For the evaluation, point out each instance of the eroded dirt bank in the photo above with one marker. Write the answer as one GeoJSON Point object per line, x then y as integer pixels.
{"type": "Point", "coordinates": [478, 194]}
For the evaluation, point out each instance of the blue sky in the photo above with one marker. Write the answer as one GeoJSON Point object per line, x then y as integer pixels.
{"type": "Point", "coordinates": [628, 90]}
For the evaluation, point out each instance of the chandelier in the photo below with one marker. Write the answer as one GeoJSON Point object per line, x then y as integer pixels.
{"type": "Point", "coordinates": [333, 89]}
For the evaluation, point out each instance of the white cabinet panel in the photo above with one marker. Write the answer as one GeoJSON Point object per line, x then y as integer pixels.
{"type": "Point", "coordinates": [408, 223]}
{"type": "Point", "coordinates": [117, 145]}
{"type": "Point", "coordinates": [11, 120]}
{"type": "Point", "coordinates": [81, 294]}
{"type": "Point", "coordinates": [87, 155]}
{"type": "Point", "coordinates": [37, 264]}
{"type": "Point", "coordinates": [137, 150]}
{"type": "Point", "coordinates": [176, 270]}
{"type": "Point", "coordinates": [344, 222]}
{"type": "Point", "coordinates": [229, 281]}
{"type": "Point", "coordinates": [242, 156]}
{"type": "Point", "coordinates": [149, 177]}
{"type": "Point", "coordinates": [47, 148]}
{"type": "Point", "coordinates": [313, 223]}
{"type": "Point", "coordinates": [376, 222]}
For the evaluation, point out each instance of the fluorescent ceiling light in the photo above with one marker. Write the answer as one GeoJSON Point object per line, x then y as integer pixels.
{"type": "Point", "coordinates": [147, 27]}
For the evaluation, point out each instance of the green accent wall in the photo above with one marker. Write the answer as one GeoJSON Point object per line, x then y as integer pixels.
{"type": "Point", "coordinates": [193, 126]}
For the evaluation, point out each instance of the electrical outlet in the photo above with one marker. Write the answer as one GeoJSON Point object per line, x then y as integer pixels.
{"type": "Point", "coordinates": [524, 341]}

▬▬▬

Write out the entries above word for word.

## Solution for this problem
For the evaluation, point out each instance of the eroded dirt bank in the photo above with one marker. Write the answer as one GeoJSON Point object per line, x then y as integer pixels.
{"type": "Point", "coordinates": [478, 194]}
For the evaluation, point out each instance of the blue sky in the photo above with one marker. Write the answer as one GeoJSON Point object per line, x then y as integer pixels.
{"type": "Point", "coordinates": [628, 90]}
For the evaluation, point out each instance of the chandelier in the photo below with one marker. Write the answer as one GeoJSON Point object per line, x then y as integer pixels.
{"type": "Point", "coordinates": [333, 89]}
For the evaluation, point out each instance of the white cabinet panel in the photo above with one marker. Write the answer as one GeoJSON Point object per line, x then y as integer pixels.
{"type": "Point", "coordinates": [408, 223]}
{"type": "Point", "coordinates": [117, 145]}
{"type": "Point", "coordinates": [11, 120]}
{"type": "Point", "coordinates": [81, 294]}
{"type": "Point", "coordinates": [87, 155]}
{"type": "Point", "coordinates": [37, 264]}
{"type": "Point", "coordinates": [137, 150]}
{"type": "Point", "coordinates": [176, 270]}
{"type": "Point", "coordinates": [344, 222]}
{"type": "Point", "coordinates": [229, 281]}
{"type": "Point", "coordinates": [242, 156]}
{"type": "Point", "coordinates": [149, 177]}
{"type": "Point", "coordinates": [47, 148]}
{"type": "Point", "coordinates": [313, 223]}
{"type": "Point", "coordinates": [376, 222]}
For the evaluation, point out each instance of the fluorescent ceiling light in the photo above with one marker. Write the answer as one GeoJSON Point object per line, x then y as integer pixels.
{"type": "Point", "coordinates": [147, 27]}
For the evaluation, point out each instance of the green accent wall in the photo above with one marker. Write the answer as one GeoJSON Point object per line, x then y as integer pixels.
{"type": "Point", "coordinates": [193, 126]}
For the evaluation, point out each instance of the electrical outlet in the photo above with one marker. Write the answer as one GeoJSON Point object per line, x then y as integer pixels.
{"type": "Point", "coordinates": [524, 341]}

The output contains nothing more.